▶ [Exercise details] Entries follow. Return each line that contains the word "rough".

▶ [Records to use]

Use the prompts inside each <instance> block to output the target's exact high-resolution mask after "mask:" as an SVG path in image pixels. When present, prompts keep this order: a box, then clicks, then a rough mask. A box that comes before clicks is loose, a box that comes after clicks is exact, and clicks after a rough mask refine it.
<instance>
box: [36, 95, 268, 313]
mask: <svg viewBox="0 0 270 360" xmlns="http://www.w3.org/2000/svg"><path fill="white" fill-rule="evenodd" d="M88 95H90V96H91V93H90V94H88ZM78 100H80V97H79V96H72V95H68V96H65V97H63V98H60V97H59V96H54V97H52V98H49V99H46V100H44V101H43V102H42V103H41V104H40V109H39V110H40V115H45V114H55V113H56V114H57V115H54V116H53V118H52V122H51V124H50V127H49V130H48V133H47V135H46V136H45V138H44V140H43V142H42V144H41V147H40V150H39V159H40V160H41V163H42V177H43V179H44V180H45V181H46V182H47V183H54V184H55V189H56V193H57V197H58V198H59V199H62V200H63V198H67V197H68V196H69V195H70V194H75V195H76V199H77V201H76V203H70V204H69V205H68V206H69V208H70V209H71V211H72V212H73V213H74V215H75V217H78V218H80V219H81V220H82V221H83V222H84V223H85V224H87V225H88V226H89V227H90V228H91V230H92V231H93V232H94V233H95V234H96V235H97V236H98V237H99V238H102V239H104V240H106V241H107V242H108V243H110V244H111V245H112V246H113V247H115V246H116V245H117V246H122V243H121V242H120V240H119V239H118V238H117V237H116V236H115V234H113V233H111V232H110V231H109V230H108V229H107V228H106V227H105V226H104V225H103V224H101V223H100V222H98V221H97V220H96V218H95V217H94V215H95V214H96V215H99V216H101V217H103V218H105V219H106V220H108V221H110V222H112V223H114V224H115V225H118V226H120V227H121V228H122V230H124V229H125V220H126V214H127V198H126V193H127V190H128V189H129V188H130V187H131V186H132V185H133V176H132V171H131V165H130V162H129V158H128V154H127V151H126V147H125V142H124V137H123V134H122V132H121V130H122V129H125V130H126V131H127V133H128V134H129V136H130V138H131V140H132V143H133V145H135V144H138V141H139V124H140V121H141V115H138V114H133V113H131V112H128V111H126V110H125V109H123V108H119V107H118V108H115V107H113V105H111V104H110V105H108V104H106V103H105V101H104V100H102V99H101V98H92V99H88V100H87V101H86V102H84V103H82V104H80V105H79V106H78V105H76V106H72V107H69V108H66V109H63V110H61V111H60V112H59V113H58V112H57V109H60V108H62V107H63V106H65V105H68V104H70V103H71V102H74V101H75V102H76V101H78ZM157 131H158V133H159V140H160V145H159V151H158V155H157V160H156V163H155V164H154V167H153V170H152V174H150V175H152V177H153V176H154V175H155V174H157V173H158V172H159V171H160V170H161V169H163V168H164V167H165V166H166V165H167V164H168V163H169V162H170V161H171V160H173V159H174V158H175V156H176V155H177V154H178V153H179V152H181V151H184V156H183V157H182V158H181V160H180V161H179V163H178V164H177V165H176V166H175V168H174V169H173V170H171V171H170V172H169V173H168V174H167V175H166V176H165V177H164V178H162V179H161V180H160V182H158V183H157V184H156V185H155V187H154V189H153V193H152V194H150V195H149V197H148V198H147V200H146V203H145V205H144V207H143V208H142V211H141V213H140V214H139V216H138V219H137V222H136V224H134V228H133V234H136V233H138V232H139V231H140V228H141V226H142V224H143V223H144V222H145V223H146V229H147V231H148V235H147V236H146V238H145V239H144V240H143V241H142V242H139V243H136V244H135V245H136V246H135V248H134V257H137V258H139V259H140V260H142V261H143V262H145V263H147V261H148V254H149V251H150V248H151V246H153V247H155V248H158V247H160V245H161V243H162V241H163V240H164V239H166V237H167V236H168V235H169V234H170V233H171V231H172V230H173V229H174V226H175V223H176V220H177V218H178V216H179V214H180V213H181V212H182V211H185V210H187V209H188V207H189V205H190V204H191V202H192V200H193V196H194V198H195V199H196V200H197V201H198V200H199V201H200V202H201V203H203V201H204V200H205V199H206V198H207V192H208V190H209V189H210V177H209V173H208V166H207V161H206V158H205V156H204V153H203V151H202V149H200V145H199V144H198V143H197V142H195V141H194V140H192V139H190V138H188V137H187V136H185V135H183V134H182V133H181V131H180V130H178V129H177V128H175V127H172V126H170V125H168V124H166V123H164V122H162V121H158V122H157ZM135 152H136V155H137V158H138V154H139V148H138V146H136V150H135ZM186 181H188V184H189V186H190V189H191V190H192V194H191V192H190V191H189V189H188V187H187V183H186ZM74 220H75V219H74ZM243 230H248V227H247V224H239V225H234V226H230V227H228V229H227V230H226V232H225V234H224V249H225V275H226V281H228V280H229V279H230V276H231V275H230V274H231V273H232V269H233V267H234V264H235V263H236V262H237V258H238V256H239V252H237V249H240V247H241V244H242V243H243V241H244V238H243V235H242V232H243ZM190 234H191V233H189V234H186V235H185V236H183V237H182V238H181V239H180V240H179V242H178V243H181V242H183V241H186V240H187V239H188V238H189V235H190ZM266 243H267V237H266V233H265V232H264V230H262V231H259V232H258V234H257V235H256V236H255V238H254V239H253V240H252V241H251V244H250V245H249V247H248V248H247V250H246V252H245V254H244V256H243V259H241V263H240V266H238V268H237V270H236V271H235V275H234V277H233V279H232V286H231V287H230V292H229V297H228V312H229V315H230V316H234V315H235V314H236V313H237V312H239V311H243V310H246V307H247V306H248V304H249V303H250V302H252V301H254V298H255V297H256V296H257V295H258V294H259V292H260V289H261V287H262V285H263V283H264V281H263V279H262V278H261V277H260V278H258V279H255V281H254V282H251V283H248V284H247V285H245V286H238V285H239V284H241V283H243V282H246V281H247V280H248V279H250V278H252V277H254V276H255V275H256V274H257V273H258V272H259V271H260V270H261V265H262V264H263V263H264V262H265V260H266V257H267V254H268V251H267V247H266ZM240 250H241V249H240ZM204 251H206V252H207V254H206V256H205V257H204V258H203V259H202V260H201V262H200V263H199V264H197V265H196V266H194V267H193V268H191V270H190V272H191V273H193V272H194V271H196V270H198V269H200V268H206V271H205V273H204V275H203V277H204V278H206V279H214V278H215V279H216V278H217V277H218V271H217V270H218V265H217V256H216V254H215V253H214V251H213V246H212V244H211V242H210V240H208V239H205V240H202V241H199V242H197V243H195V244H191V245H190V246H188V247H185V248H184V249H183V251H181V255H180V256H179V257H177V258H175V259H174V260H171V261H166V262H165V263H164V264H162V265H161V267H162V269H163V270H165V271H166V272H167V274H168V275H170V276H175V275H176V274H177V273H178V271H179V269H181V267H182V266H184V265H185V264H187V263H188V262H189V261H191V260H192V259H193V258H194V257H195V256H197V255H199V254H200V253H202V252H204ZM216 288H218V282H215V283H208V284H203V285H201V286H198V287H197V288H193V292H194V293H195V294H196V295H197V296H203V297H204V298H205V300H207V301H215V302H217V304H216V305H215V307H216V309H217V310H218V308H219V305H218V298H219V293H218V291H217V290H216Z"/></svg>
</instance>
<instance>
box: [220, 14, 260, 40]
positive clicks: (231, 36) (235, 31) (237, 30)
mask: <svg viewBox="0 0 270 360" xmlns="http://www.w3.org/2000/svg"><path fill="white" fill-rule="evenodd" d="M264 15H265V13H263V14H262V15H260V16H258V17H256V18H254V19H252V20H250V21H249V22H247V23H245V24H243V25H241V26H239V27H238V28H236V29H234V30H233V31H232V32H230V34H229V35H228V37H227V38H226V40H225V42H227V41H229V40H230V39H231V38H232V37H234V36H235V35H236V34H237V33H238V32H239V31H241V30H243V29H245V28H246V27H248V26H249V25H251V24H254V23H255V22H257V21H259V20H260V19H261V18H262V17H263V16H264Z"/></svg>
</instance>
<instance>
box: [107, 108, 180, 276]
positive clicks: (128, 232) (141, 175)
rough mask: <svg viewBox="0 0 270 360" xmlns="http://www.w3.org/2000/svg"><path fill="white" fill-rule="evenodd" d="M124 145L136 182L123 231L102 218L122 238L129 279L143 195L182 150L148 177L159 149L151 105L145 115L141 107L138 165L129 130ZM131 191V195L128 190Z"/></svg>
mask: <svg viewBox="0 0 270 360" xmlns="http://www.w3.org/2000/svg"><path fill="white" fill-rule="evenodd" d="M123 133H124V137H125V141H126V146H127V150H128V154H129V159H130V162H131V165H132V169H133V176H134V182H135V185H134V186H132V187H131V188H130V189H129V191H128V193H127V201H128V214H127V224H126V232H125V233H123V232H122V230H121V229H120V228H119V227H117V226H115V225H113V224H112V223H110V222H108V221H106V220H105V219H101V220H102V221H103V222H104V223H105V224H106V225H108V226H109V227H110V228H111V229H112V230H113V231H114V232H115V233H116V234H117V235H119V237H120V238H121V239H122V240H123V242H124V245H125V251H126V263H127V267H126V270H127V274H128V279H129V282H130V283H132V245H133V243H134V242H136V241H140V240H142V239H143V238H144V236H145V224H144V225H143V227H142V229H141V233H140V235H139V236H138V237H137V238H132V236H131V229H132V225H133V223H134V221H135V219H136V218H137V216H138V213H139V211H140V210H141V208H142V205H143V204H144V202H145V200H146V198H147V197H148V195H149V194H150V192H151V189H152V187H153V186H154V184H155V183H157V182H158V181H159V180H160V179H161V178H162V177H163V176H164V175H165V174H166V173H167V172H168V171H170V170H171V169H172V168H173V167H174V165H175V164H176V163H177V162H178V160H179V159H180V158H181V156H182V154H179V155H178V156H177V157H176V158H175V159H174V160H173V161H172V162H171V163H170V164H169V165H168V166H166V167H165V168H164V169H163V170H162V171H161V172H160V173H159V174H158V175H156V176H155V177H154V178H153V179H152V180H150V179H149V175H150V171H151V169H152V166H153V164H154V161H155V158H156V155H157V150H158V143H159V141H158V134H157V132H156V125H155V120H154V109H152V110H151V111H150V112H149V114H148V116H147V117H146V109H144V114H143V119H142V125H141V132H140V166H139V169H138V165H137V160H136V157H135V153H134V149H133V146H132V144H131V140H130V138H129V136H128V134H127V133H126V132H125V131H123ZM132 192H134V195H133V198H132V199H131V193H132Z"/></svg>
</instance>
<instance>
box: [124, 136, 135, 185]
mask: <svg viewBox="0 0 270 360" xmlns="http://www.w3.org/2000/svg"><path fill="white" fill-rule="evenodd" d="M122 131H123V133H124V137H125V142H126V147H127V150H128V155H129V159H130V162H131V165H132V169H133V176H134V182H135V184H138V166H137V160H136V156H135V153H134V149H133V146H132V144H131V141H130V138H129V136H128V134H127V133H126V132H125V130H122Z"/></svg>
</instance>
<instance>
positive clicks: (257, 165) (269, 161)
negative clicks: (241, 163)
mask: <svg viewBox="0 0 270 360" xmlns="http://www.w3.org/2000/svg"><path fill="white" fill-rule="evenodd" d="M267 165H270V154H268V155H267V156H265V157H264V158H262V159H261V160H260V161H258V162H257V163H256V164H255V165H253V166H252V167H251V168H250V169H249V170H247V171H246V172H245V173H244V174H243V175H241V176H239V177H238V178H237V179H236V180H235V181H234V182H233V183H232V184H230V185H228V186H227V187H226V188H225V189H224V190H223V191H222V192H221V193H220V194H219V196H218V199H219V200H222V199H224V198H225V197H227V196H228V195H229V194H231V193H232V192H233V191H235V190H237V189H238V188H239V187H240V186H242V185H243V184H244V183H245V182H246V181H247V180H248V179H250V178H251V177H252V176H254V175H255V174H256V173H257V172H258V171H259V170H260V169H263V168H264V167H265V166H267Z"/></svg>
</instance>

▶ [Response for this exercise]
Use the prompts inside each <instance> block to output the target's exact high-resolution mask after "mask:" as an SVG path in image pixels. When present, prompts keep this order: a box, then clicks, then a rough mask. A box that comes before clicks is loose, a box that comes after clicks is exact, and clicks after a rough mask refine it.
rough mask: <svg viewBox="0 0 270 360" xmlns="http://www.w3.org/2000/svg"><path fill="white" fill-rule="evenodd" d="M124 145L136 182L123 231L102 218L122 238L129 279L143 195L182 150L148 177L159 149L151 105L145 115L141 107L138 165L129 130ZM131 191V195L128 190Z"/></svg>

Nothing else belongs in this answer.